EXCERPTED TEXT
>> start

# Recipe for Can Crab Meat



## roger1shot (Jul 28, 2004)

Hey,
I've got some can crab meat that I want to fix up.
They were left over from making hot peppers and crab meat.
What can I make out of the can crab meat?


----------



## Ibeafireman (Jul 24, 2006)

get some shrimp and make shrimp and crabmeat gumbo. My wife made some last night and it was sooooo good.


----------



## BROWN (Jan 8, 2006)

Crabcakes


----------



## lesmcdonald (Feb 14, 2006)

If you want good crab meat........go to Sam's Club. THey have fresh lump crab meat in 16 oz. containers and at a great price. I use it for stuffed flounder and my crab cakes.


----------



## boat_money (May 21, 2004)

seafood enchiladas, yummmmmm


----------



## fishbowl365 (Mar 9, 2005)

>> end

SHORT EXERCISE A
Reproduce the part of the canned crab meat thread starting at "## BROWN (Jan" and ending at "my crab cakes.".
SHORT EXERCISE B
In the canned crab meat thread, where does lesmcdonald say to go for good crab meat?
SHORT EXERCISE C
Carry on the forum thread about canned crab meat from the point where it stops.

DATA EXCERPT
>> start

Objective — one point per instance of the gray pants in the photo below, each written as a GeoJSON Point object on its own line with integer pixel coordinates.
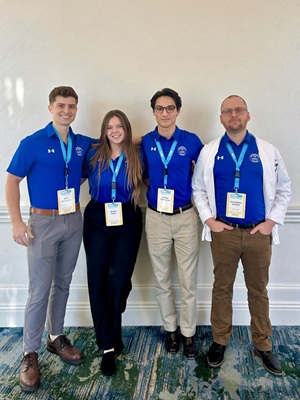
{"type": "Point", "coordinates": [52, 258]}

>> end

WRITTEN ANSWER A
## BROWN (Jan 8, 2006)

Crabcakes


----------



## lesmcdonald (Feb 14, 2006)

If you want good crab meat........go to Sam's Club. THey have fresh lump crab meat in 16 oz. containers and at a great price. I use it for stuffed flounder and my crab cakes.

WRITTEN ANSWER B
Sam's Club

WRITTEN ANSWER C
stuffed mushrooms


----------



## Crossroads (May 21, 2004)

1 can of crab meat add 8 ounces of soft cheese. Philadelphia brand will work as others but it needs to be room temp and soft. Mix the crab and cheese, I like to add 4-6 drops of liquid smoke. Roll the mixture into a sausage shaped cheese log. Spread a nice layer of crushed pecans on a board and roll the cheese log coating the outside. Wrap in plastic wrap and refridgerate until cold and firm. Serve with crackers.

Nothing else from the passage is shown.